# Elenco attività:
a) Riassumi in un elenco puntato il paragrafo del brano sull'anguria che comincia con «Grazie all’antica arte thailandese», conservandone i fatti principali.
b) Stabilisci se ogni affermazione concorda con il brano sull'anguria: rispondi sì o no e cita testualmente le parole che lo decidono. (i) Il film "Il grande cocomero" è del 1993. (ii) L'arte di scolpire frutta e verdura è di origine giapponese. (iii) Il personaggio Arturo racconta che andava a sedersi nei campi di grano.

# Brano fornito:
===
Grazie all’antica arte thailandese di scolpire la frutta e la verdura, l’anguria con ”Watermelon Carving” è diventata un frutto artistico, con il quale è possibile realizzare veri e propri capolavori floreali e sculture di ogni forma, da utilizzare come guarnizione per valorizzare piatti, cibi, dolci e gelati, o come decorazione di centri tavola, per arricchire scenografie in ristoranti e in cerimonie di gala. Non dimentichiamoci che l’anguria fa anche parte e del patrimonio cinematografico con “Il grande cocomero”, film del 1993, diretto da Francesca Archibugi. In quest’opera l’anguria diventa allegoria, che invita a ricercare un positivo cambiamento del mondo, tanto da far sostenere al personaggio Arturo: “tu sei una cosa che io cercavo da tanto tempo. La cercavo già alla tua età, quando andavo a sedermi come uno scemo negli orti di cocomeri.”
===
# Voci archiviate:
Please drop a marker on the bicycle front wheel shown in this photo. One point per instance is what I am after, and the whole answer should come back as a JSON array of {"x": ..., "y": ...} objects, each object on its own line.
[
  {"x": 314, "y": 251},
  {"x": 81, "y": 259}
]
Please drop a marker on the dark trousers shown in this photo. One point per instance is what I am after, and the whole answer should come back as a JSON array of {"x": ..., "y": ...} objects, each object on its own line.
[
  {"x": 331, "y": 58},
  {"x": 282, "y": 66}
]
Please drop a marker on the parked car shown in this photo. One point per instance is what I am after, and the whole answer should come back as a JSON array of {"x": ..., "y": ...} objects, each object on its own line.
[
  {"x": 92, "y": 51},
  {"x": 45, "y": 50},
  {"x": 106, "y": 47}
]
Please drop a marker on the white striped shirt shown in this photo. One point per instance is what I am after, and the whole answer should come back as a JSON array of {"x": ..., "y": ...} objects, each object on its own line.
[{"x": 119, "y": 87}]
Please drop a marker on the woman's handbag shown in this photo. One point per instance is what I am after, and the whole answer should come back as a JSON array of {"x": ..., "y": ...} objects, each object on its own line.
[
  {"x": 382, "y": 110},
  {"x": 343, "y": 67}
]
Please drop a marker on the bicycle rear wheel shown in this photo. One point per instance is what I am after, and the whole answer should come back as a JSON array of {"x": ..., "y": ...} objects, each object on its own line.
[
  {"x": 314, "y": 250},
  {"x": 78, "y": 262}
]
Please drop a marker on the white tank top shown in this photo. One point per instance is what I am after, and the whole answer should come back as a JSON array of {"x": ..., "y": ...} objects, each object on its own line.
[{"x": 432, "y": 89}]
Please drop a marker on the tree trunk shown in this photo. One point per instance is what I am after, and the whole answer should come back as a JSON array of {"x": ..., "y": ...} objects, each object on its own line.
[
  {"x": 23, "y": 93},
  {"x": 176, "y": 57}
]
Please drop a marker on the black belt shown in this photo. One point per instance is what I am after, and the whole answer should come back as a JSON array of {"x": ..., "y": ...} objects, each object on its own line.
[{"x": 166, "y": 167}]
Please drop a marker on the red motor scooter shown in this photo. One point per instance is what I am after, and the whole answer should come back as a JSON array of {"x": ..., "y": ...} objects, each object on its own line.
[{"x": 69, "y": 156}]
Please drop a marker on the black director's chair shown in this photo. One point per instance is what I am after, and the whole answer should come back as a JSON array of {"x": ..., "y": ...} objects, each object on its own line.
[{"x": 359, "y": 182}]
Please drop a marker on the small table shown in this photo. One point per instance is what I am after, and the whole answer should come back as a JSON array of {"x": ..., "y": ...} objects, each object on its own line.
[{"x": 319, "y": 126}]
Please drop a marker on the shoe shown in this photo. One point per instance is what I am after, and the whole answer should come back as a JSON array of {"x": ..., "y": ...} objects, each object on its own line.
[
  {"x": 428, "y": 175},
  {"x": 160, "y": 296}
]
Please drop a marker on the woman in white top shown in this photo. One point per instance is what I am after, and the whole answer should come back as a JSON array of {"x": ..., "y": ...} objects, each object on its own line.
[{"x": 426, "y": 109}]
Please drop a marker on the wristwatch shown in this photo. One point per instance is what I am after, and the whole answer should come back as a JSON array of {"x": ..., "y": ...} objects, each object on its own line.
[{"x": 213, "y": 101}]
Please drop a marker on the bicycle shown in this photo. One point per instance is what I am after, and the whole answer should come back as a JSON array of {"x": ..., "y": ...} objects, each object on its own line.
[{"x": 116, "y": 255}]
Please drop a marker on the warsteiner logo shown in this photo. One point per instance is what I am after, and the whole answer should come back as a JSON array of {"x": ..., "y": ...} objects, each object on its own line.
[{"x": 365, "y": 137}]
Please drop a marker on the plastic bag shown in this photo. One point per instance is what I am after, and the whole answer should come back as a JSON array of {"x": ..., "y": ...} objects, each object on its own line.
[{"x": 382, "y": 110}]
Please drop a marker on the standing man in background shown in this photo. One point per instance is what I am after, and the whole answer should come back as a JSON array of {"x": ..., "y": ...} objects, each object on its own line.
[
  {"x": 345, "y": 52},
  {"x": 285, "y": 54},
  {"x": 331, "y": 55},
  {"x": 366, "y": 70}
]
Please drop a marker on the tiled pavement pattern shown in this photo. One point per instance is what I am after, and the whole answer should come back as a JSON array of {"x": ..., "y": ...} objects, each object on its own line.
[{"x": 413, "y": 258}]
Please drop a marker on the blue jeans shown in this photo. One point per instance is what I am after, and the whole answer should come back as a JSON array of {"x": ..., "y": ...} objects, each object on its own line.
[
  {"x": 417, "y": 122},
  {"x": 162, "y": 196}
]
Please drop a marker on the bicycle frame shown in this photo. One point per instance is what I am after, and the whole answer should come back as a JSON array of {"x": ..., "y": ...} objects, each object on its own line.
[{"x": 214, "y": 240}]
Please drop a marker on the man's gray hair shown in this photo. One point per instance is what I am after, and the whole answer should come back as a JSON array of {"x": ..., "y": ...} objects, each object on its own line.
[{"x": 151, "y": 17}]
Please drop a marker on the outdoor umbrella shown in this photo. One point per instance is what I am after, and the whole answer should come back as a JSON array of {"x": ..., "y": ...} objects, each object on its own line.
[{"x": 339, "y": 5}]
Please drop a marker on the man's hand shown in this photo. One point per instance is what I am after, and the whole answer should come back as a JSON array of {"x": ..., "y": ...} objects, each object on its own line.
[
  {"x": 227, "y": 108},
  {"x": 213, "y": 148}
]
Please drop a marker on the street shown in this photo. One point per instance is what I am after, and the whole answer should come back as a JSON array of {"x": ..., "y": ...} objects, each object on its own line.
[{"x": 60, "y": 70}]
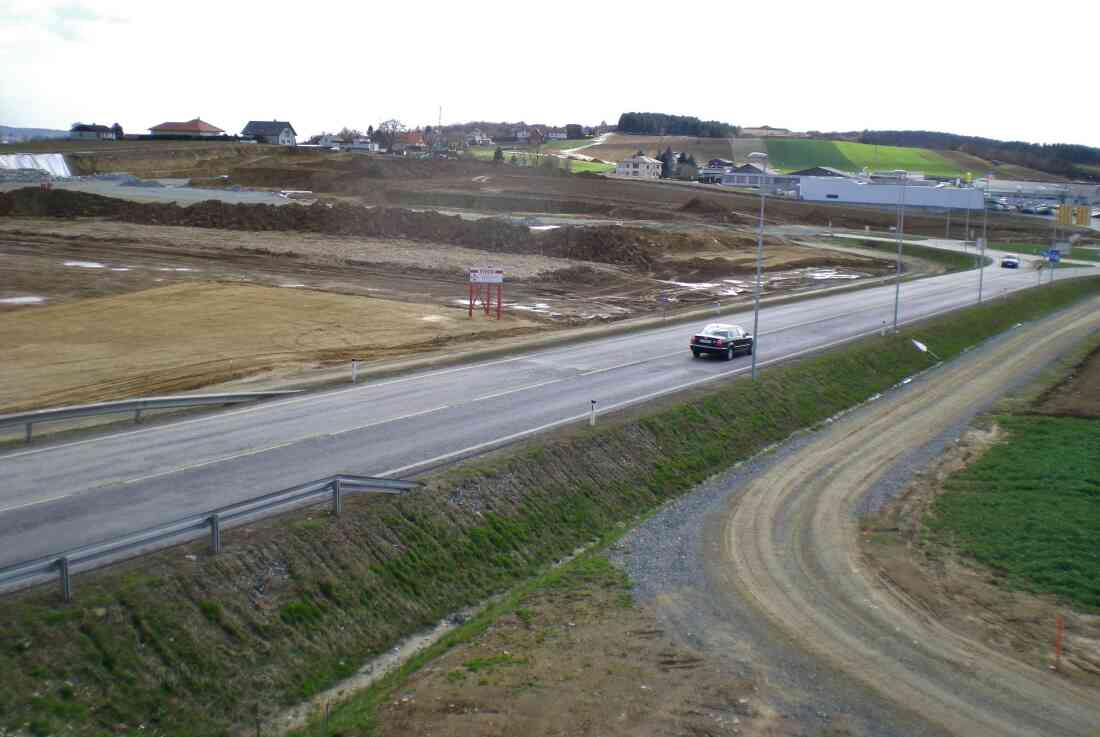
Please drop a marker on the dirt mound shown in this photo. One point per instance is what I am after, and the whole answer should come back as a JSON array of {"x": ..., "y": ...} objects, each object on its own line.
===
# Risposte:
a)
- Grazie all'antica arte thailandese di scolpire frutta e verdura, con il "Watermelon Carving" l'anguria è diventata un frutto artistico.
- Con l'anguria si realizzano capolavori floreali e sculture di ogni forma.
- Queste creazioni servono come guarnizione per piatti, cibi, dolci e gelati. Servono anche come decorazione di centrotavola, in ristoranti e cerimonie di gala.
- L'anguria compare anche nel film "Il grande cocomero" del 1993, diretto da Francesca Archibugi.
- Nel film l'anguria è un'allegoria che invita a cercare un cambiamento positivo del mondo. Lo mostrano le parole del personaggio Arturo sugli orti di cocomeri.

b)
(i) Sì: «film del 1993, diretto da Francesca Archibugi».
(ii) No: «Grazie all’antica arte thailandese di scolpire la frutta e la verdura».
(iii) No: «quando andavo a sedermi come uno scemo negli orti di cocomeri».